> EXERCISE INSTRUCTIONS:
Reproduce the data below verbatim, starting at the line that contains "the black pants" and continuing through the final line of the data.
======== SOURCE RECORDS ========
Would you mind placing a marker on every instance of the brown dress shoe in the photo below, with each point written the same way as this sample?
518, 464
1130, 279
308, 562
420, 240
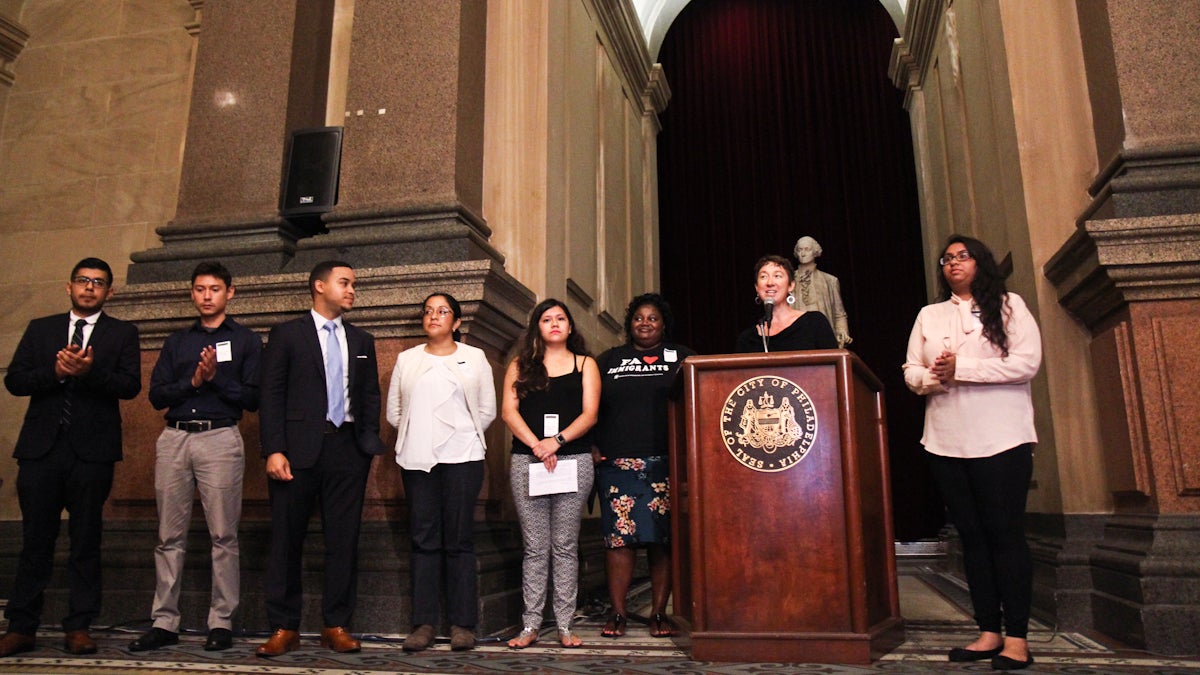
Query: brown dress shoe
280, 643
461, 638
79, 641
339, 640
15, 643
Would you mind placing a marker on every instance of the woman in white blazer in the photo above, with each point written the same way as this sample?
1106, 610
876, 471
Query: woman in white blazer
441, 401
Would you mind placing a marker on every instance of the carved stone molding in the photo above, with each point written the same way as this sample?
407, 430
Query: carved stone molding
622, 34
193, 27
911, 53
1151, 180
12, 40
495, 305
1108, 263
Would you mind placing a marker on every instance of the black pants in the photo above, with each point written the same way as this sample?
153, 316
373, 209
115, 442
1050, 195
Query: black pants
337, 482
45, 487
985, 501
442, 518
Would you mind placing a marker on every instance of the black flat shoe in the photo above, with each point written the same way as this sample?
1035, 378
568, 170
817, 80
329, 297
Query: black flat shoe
========
> WRITTEN ANSWER:
Would you mind placing a marker on every instance of the black pants in the photo above, with each point written the same way as this sample?
153, 316
373, 209
115, 442
1050, 195
Query: black pants
337, 482
45, 487
985, 501
442, 518
Would you mind placing a marker on every instance of the black flat shoe in the photo above, with each point written the same way as this sample?
1035, 378
568, 170
817, 80
329, 297
Query: black flat shoe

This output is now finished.